_TRECHO PARA ANÁLISE_

+++

Uma reportagem do jornal norte-americano New York Post chamou atenção ao colocar em xeque um tradicional hábito gaúcho: tomar chimarrão. Em publicação na qual afirma que "beber este chá é tão perigoso quanto fumar 100 cigarros", o periódico cita "vários estudos" sobre o tema para defender que o consumo constante da bebida à base da Ilex paraguariensis pode provocar diversos tipos de câncer, principalmente o de esôfago.
Um desses trabalhos mencionados data de 2008 e é batizado de "Um estudo prospectivo da temperatura do consumo de chá e risco de carcinoma de células escamosas esofágicas". Entre seus autores, está o professor Renato Fagundes, do Programa de Pós-Graduação em Ciências em Gastroenterologia e Hepatologia da Universidade Federal do Rio Grande do Sul (UFRGS), que explica, contudo, que a conclusão não é bem como descreveu a manchete do jornal norte-americano. Convidado a explicar se de fato a bebida preferida dos gaúchos é tão maléfica quanto o consumo de dezenas de carteiras de cigarro, o especialista fez questão de esclarecer, em entrevista à Rádio Gaúcha:
— Esse jornal é disseminador de pânico. Tem que colocar as coisas dentro do contexto.

+++

(Dados de localização de pontos)
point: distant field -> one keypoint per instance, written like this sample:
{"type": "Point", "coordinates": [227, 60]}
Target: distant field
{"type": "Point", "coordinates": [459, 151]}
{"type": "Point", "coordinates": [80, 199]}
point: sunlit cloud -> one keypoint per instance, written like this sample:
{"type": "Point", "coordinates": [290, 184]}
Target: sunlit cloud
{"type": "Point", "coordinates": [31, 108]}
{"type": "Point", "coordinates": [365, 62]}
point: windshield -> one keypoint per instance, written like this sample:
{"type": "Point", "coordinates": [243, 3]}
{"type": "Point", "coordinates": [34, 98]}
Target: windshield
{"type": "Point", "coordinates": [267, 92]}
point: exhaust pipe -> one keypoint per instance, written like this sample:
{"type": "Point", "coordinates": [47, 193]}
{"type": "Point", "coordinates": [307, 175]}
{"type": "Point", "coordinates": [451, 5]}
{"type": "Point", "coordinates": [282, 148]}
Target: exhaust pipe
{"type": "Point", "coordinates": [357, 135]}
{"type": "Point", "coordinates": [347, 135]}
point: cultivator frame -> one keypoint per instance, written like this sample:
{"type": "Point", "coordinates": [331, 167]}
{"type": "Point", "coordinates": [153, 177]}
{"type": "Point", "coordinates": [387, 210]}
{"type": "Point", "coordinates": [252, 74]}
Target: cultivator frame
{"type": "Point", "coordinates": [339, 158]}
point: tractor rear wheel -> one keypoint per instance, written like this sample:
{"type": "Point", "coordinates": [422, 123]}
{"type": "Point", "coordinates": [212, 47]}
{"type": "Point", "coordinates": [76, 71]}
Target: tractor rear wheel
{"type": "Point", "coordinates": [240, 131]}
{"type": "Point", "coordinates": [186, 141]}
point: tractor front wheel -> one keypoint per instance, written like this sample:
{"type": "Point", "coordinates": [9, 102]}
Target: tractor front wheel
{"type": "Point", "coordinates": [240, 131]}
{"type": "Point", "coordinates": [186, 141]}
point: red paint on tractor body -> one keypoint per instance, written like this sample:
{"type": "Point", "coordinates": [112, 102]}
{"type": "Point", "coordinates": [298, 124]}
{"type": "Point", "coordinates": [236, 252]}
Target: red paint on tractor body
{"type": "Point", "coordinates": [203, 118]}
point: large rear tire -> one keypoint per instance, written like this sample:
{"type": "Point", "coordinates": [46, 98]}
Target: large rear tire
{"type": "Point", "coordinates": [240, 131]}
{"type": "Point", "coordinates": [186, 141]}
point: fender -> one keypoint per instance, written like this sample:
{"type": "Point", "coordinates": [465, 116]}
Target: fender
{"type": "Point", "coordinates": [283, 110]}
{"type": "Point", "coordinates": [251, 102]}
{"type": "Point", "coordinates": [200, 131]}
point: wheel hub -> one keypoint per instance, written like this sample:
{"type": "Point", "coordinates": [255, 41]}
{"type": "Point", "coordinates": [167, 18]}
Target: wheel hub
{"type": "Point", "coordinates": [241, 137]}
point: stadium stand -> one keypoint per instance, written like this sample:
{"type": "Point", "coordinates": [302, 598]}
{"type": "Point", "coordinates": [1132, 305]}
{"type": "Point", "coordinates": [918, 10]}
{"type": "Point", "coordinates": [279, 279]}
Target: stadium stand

+++

_AÇÕES NECESSÁRIAS_
(1) Liste todos os trechos que aparecem entre aspas no texto sobre o chimarrão.
(2) Por favor, retome o texto sobre o chimarrão e dê continuidade a ele a partir da última frase.
O material apresentado provém de uma fonte distinta.

_RESPOSTAS DO EXERCÍCIO_
(1)
"beber este chá é tão perigoso quanto fumar 100 cigarros"
"vários estudos"
"Um estudo prospectivo da temperatura do consumo de chá e risco de carcinoma de células escamosas esofágicas"

(2)
O contexto é o seguinte: segundo ele, Rio Grande do Sul, Uruguai e o norte da Argentina são áreas na América do Sul com grande incidência de câncer esofágico. Nos anos 1990, houve uma profusão de estudos nessa região que avaliou o hábito de pessoas com e sem a doença. Observou-se que quem tomava chimarrão tinha maior risco de desenvolver esse tipo de câncer.
No entanto, as pessoas que tinham câncer no esôfago também fumavam e bebiam - e muito, não socialmente.
— Câncer não é coisa de única causa. Observou-se que as pessoas que tinham câncer esofágico, além de tomarem chimarrão, elas fumavam e bebiam. Essa tríade - tabagismo, alcoolismo e chimarrão - conferia risco bem maior de câncer — explicou Fagundes.
Por isso, o chimarrão, quando associado ao vício em cigarro e álcool, torna-se um fator de risco para o câncer. Não é uma simples relação de causa e efeito, garante o professor. Ele também frisou que a bebida, quando servida em temperatura muito alta, pode causar lesão térmica. Mas nem isso dá para amarrar com o desenvolvimento do câncer:
— Vamos deixar bem claro: não dá para afirmar que a lesão térmica vá levar ao câncer. Tem que ter somatório de outras coisas.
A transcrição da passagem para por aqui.